**RECORDS TO PROCESS:**
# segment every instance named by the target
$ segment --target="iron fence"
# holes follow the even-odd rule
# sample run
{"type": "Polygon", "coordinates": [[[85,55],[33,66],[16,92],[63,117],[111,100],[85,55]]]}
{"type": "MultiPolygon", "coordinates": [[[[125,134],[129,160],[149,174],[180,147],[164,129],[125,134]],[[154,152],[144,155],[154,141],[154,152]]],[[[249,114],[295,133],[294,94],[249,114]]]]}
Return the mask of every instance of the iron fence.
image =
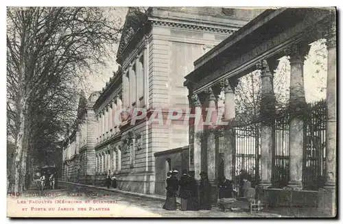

**WHAT THE EXERCISE ASKS:**
Count the lines of the records that contain the word "instance" and reply with only that number.

**EXERCISE OUTPUT:**
2